───── Исходный отрывок

Однако впервые официальное разъяснение доктрины "юридического колониализма" попытался дать в 1720 году юрисконсульт Торговой палаты Англии Р. Вест, утверждавший, что в переселенческих британских колониях "общее право Англии суть общее право поселений" ("the common law of England is the common law of the plantations")*(16). Спустя два года Тайный Совет Великобритании официально признал новую доктрину, сформулировав ее основные положения следующим образом: "Если английскими подданными будет открыта новая необитаемая страна и в связи с тем, что английское право есть неотъемлемое право каждого из них повсюду, где подданные короны находятся, и они несут на своих плечах свои законы, то такая новооткрытая страна будет управляться посредством законов Англии"*(17).
Эта пресловутая доктрина "юридического колониализма" стала весомым аргументом в ходе колониальной экспансии англичан в Австралии и послужила юридическим обоснованием официального закрепления первоначально только восточного побережья страны в качестве владения английского короля Георга III. К концу 70-х годов XVIII века уже вся территория Австралийского континента была признана "никому не принадлежащей" ("territorium nullius"), и начался процесс распространения норм английского общего и статутного права. В соответствии с Приказом короны в Совете 1785 г. первая австралийская колония Новый Южный Уэльс была объявлена "карательной колонией" ("penal colony"), местом уголовной ссылки английских подданных*(18). К началу XIX века здесь установилась разветвленная система колониальной администрации во главе с губернатором и постепенно сложилась совокупность уголовно-правовых и процессуальных норм, которые и олицетворяли собой первоначально местное "колониальное право".

──────────

**Задачи и задания**
1 - Перескажите кратко в виде списка абзац отрывка о доктрине «юридического колониализма», начинающийся словами «Эта пресловутая доктрина», сохранив его основные факты.
2 - Продолжите отрывок о доктрине «юридического колониализма», начав сразу после его последнего предложения.

───── Данные

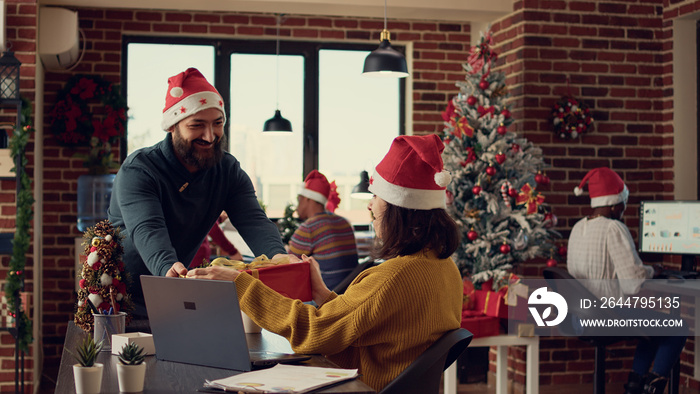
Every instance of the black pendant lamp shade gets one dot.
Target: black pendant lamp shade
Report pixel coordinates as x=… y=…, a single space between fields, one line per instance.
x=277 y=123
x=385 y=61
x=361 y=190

──────────
───── Данные

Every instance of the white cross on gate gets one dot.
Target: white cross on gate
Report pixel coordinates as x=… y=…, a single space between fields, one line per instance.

──────────
───── Данные

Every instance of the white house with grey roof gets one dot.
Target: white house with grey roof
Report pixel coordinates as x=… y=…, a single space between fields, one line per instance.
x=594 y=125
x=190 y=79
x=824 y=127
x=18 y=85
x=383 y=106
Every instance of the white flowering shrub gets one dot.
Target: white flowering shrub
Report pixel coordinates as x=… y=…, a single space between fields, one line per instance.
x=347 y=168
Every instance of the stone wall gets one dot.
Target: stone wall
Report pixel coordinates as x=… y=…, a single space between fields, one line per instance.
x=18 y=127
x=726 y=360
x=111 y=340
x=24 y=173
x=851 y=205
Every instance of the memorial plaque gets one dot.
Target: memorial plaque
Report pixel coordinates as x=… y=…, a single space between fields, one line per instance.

──────────

**Результаты упражнений**
1 -
- Доктрина «юридического колониализма» стала весомым аргументом в колониальной экспансии англичан в Австралии. Она же послужила юридическим обоснованием закрепления сначала только восточного побережья как владения короля Георга III.
- К концу 70-х годов XVIII века весь Австралийский континент признали «никому не принадлежащим» («territorium nullius»), и началось распространение норм английского общего и статутного права.
- Приказом короны в Совете 1785 г. первую колонию, Новый Южный Уэльс, объявили «карательной колонией», местом уголовной ссылки английских подданных.
- К началу XIX века там установилась разветвленная колониальная администрация во главе с губернатором. Постепенно сложилась совокупность уголовно-правовых и процессуальных норм, первоначально составлявших местное «колониальное право».

2 -
Но официальное введение в австралийских колониях английского права и возникновение колониального законодательства были связаны с изменением статуса первых австралийских колоний и созданием относительно стройной системы местных судов. Уже по истечении двух десятилетий XIX века Новый Южный Уэльс перестал рассматриваться метрополией лишь как "ссыльная колония" и был наделен статусом "переселенческой колонии", "колонии короны". Основным результатом данной юридической квалификации стало распространение английского права на все австралийские территории, но со следующей оговоркой, указанной в решении британского Тайного Совета по делу Купера (Cooper v. Stuart) 1829 г.: "Степень и формы применения английских законов в британских колониях должны быть согласованы с местными условиями"*(19). Эту задачу по адаптации, согласованию и приспособлению юридических процедур и институтов метрополии к австралийской колониальной жизни решали местные судебные органы. В колониях Новый Южный Уэльс и Тасмания судебная система создавалась на основе трех учредительных указов - хартий о правосудии 1787, 1814 и 1823 г.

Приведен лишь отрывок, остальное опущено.